* WHAT THE TASK ASKS *
Print the entries underneath word for word, omitting whatever pictures they contain.

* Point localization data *
----

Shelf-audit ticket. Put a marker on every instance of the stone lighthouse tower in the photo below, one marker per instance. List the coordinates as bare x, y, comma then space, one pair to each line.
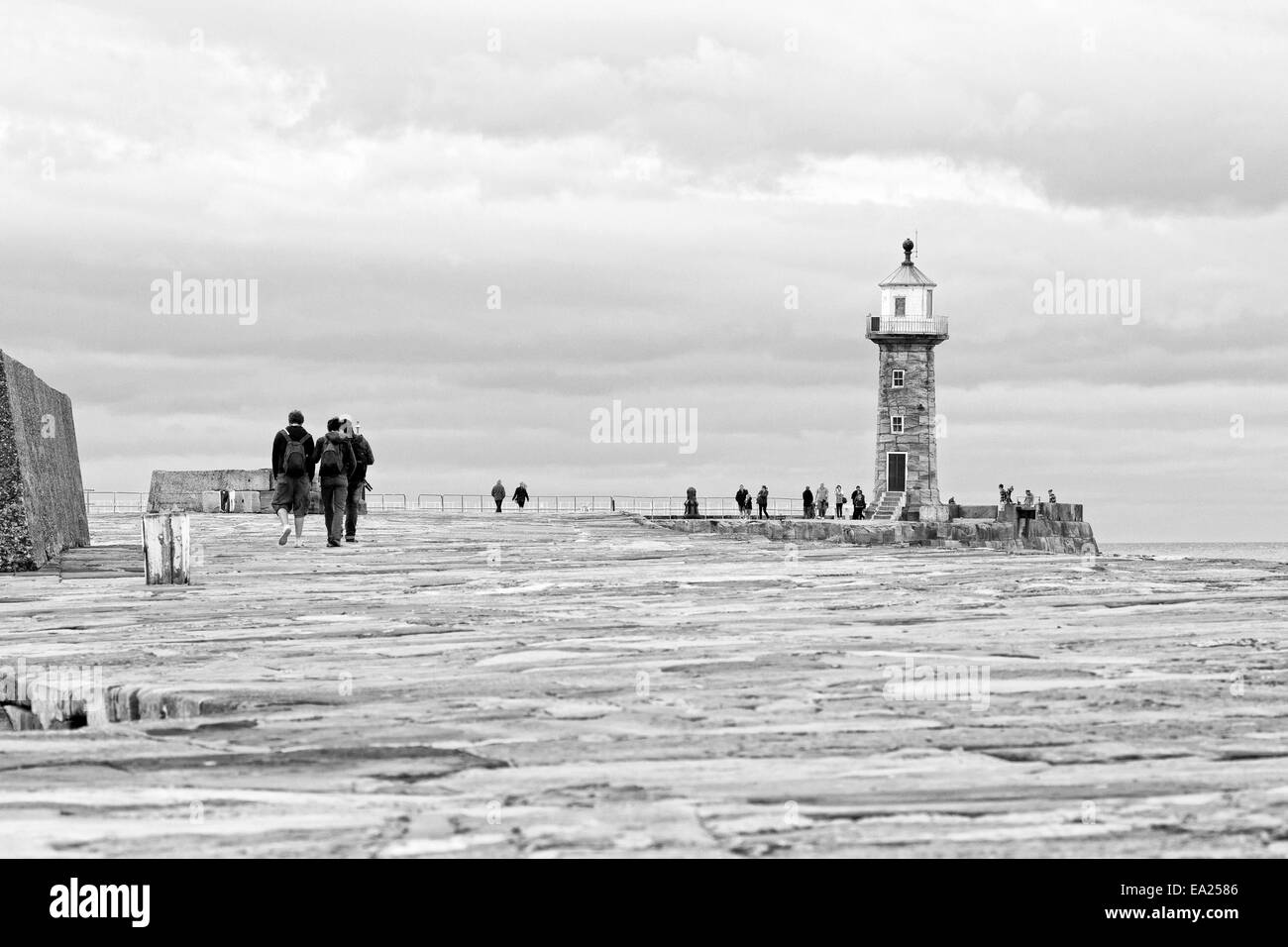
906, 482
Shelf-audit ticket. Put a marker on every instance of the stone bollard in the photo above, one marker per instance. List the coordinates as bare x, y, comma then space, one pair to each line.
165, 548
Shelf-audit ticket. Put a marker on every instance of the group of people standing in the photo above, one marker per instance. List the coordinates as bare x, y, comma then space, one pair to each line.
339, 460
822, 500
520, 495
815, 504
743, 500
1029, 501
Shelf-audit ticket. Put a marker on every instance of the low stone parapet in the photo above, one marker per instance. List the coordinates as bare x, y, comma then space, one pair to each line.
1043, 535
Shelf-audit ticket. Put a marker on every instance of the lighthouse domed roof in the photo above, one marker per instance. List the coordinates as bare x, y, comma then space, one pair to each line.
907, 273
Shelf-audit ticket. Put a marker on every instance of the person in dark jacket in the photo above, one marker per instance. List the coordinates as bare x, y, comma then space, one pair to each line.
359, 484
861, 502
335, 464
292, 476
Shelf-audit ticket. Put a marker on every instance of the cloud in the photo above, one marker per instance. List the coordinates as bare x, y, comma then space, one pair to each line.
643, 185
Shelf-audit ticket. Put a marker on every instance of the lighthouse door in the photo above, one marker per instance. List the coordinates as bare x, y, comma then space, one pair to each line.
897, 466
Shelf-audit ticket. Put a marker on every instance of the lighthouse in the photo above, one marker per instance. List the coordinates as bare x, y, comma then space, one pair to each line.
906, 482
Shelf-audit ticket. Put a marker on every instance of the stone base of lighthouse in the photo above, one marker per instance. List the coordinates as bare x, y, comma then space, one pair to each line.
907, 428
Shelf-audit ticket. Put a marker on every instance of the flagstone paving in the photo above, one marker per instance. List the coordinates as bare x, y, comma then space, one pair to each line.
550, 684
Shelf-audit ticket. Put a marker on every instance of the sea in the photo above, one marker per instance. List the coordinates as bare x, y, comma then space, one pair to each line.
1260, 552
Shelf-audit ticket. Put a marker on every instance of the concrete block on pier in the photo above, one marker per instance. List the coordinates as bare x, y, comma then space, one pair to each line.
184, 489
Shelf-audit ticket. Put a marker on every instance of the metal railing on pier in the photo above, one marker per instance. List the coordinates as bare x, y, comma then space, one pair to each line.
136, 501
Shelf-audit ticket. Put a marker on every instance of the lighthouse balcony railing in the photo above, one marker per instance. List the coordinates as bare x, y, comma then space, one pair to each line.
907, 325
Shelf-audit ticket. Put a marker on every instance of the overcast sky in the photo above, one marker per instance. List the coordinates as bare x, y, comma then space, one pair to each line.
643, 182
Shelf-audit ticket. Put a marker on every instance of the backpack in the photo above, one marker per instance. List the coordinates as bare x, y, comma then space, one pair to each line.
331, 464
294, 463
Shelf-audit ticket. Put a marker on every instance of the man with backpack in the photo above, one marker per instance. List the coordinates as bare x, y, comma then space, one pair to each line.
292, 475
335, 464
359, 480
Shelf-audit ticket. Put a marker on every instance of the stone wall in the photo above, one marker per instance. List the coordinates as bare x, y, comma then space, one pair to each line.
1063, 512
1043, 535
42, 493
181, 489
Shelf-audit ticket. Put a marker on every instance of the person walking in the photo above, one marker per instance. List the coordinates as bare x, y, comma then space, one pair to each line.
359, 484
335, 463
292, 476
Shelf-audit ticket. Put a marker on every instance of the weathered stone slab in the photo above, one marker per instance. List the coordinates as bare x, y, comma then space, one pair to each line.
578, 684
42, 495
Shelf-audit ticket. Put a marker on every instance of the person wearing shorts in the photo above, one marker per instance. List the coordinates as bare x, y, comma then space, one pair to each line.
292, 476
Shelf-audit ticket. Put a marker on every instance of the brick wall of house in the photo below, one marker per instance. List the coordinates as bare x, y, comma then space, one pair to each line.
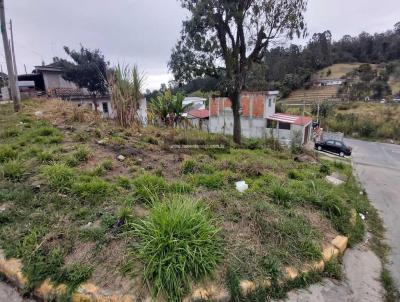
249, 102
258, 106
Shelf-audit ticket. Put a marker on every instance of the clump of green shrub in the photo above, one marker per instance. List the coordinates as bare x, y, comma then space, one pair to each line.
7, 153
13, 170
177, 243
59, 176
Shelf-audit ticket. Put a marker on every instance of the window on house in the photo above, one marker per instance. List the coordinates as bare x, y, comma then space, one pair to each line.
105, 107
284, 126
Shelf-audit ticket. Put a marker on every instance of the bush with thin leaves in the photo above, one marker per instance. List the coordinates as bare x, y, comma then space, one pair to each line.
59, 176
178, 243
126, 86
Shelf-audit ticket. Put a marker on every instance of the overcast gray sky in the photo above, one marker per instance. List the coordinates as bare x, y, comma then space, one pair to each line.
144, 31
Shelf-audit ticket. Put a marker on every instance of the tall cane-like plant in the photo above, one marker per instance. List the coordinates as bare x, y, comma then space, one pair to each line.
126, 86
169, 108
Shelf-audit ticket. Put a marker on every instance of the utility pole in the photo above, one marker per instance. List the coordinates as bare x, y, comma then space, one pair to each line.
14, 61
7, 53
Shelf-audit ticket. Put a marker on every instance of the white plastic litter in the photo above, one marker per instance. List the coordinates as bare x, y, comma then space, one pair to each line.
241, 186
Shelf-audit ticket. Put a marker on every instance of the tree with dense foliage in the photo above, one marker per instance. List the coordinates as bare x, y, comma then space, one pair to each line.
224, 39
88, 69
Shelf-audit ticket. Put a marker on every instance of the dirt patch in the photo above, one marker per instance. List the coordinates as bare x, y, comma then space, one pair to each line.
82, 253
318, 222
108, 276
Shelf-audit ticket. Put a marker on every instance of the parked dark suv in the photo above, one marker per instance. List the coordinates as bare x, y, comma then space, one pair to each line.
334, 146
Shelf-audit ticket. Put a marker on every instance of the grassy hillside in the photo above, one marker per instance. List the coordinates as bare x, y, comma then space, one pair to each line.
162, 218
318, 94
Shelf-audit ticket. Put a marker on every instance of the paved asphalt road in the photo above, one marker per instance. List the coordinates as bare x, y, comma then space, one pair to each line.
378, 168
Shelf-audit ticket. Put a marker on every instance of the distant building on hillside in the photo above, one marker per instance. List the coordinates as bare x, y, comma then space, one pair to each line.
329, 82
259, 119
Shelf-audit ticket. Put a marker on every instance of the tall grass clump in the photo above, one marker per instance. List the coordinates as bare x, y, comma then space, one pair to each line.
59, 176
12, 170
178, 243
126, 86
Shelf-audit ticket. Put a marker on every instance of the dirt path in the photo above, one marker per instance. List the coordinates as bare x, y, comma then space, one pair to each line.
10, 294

----

* ANSWER TO THIS EXERCISE *
Shelf-audit ticket. Put a marker on every instance of the stone lighthouse tower in the photo below, one marker per instance. List the coordinates as bare x, y, comma then space, one pair to each line.
906, 482
Shelf-audit ticket. Put a marker on every instance of the stone bollard in the photo above, one marker per instance. List the coordinates as bare x, y, comma then space, one pair to each line.
165, 548
Shelf-audit ticket. Put a marker on every instance of the group of people standing in the photo above, one marker per instance. List the coordinates as bare x, y, comma then space, one pair to each line.
339, 460
822, 500
520, 495
815, 504
743, 500
1029, 501
Shelf-audit ticket. Put a marker on every instance of the low stone parapet in the photo above, one marker per instance. List the coordinates as bare x, y, comma then space, one pair to each line.
1043, 535
Shelf-audit ticket. Put a marker on every instance of the lighthouse domed roof in the photo above, one marker per instance. List the coordinates as bare x, y, comma then space, one pair to each line.
907, 273
Shelf-audit ticket. Put a marker on every instance of the person in dark jacket in the photo above, one marker per instance. List the coordinates as bare x, y, comma then space, one pair to each line.
359, 484
861, 502
335, 464
292, 476
Shelf-audit ticket. Put a marker on every instance of the cloud in the photo above, one marker per instance. List the coordinates as bare x, y, comma then space, one pair to each line.
643, 185
Shelf-audit ticket. Put a marker on every instance of the lighthouse door in the photo above, one marker per instance. List the coordinates as bare x, y, comma then space, one pair to each line.
897, 466
Shelf-audit ticket. Put a marker on every instance of the lighthouse in the photo above, one marker per instance. List the coordinates as bare x, y, comma then space, one pair to each line.
906, 482
Shelf-audit ticket. Put a marker on every instance of the stone base of lighthouse in the photo above, one marker per instance. List the coordinates as bare x, y, comma then space, one pair to each line.
907, 428
Shelf-audit ticket. Put a marker on every instance of the flagstone paving in the photo above, one marker per instance. List the coordinates as bare x, y, comma then space, one pair to each line.
550, 684
Shelf-audit ticket. Put a marker on every instance of the sea in the photo above, one marker per instance. List the coordinates as bare x, y, comma then space, one pair to each line.
1260, 552
Shelf-audit ticket. Put a marker on every instance of the concrete block on pier in the photo above, one marker per instance. List the coordinates as bare x, y, comma then space, one pair to each line.
184, 489
Shelf-audit ticket. Put a marker on every instance of the metal railing on pier in the photo above, one marker per instance. List the coordinates as bare x, y, comma then space, one pair to each line.
136, 501
Shelf-audit ticket. Put a marker on every instance of the lighthouse balcony railing in the photo above, one marker per instance. List the coordinates as bare x, y, comma then space, one pair to each line.
907, 325
Shelf-audit ticket. Put a marker on every instance of the overcast sky in the photo above, one marker per instance. List the coordinates as bare x, y, comma then space, one pair to each line.
643, 182
Shelf-audit ticket. Put a marker on every instance of the backpack in the photo above, one marker per instance. List the coordinates as bare x, y, comma then space, one pair to each line.
331, 464
294, 463
Shelf-audit ticket. Put a marker on every instance of the man with backpack in the photo above, one marker per instance. List the coordinates as bare x, y, comma then space, one pair to each line.
292, 475
335, 464
359, 480
Shelf-audit ticket. Put a marker on every instance of the stone wall in the photo above, one marker per instance. List the coordinates as bare x, y, comma then space, one pair to each line.
1063, 512
1043, 535
42, 493
181, 489
Shelf-audit ticket. Put a marker on every instance of the person walking in the photo above, one marker per instance. List the coordinates as bare x, y, comma then space, one pair to each line.
359, 484
335, 463
292, 476
Shelf-audit ticket. Put a marker on every instance of the weathered stone slab in the photo above, one marker per instance. List the coordinates as bare x, y, comma then space, one pair to each line.
578, 684
42, 495
Shelf-audit ticket. Put a marker on every instance of the person wearing shorts in the photo above, one marker per instance. List the coordinates as bare x, y, comma then space, one pair to each line.
292, 476
Shelf-audit ticket. Put a marker on every instance of the brick wall of house in the photo below, one marker per instance. List the coordinates as bare x, y, comma then space, one pair to each line.
249, 102
258, 106
Shelf-audit ticket. Put a marker on every instance of the clump of green shrub in the photo above, one marker per instance. List the coordinates as bare x, y, comma then space, one pair to each line.
7, 153
13, 170
177, 243
59, 176
Shelf-audit ticket. Put a marker on every instance of the window on house in the photo above, one marker per instance. List the coordinates as bare x, y, comma then space, one pair to each line.
105, 107
284, 126
Shelf-audit ticket. Put a marker on every instance of the bush with thin leaves in the photo above, one marker per instance. List the coordinates as bare x, y, comma then space, one pair to each line.
59, 176
178, 243
126, 86
Shelf-audit ticket. Put a marker on every instance of the overcast gray sky in the photo above, one marker per instance. List the coordinates as bare x, y, comma then space, one pair to each line.
144, 31
Shelf-audit ticket. Put a marker on every instance of the tall cane-like plant in the photo above, one marker per instance. List the coordinates as bare x, y, comma then space, one pair to each line.
126, 86
169, 108
Shelf-audit ticket. Put a marker on every instance of the utility pole in the photo above, one marker per instance. List the coordinates as bare x, y, comma then space, one pair to each line.
14, 61
7, 53
Shelf-audit ticket. Put a marker on every instance of the white plastic litter in the photo above, one marker per instance. List the coordinates as bare x, y, comma then space, one pair to each line.
241, 186
Shelf-audit ticket. Put a marker on every instance of the tree with dense foliage in the photo above, one marker per instance. List the coordinates as bare x, y, comma then space, one pair to each line.
224, 39
88, 69
Shelf-audit ticket. Put a marker on every instance of the dirt patch in the photo above, one marker per instance. List the coordinates as bare x, y, comma then space, one pair to each line.
82, 253
318, 222
108, 276
Shelf-audit ticket. Put a marker on every instance of the parked dark suv in the photo above, one marker per instance. List the coordinates as bare x, y, comma then space, one pair to each line.
334, 146
Shelf-audit ticket. Put a marker on every instance of the grassy hillside in the photo above, one marker per instance. List the coordinates as bare x, y, comma then space, one pair to each line.
162, 218
318, 94
Shelf-audit ticket. Put a marker on every instance of the paved asphalt road in the photo above, one marker per instance. List the coordinates as bare x, y, comma then space, one pair to each line.
378, 168
Shelf-audit ticket. Put a marker on every instance of the distant building on hillside in the photo above, one marker per instance. List the coordinates as bare x, y, comma then space, one pair to each line.
329, 82
259, 119
Shelf-audit ticket. Put a marker on every instance of the tall grass clump in the photo above, one marker per instance. List the coordinates as bare x, y, comma then space, one pair to each line.
59, 176
12, 170
178, 243
126, 86
Shelf-audit ticket. Put a marker on every instance of the dirt path in the photo above, one marker per instance. List the coordinates as bare x, y, comma then space, one pair to each line.
10, 294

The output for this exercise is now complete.